• [Exercise instructions] Copy every line of the records below word for word, keeping the original order.

++++ Entries shown

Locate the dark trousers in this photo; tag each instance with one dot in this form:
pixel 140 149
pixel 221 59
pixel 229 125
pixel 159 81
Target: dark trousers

++++++++

• [Exercise answer]
Locate the dark trousers in this photo; tag each instance with one dot in this form:
pixel 140 149
pixel 221 59
pixel 229 125
pixel 159 81
Target: dark trousers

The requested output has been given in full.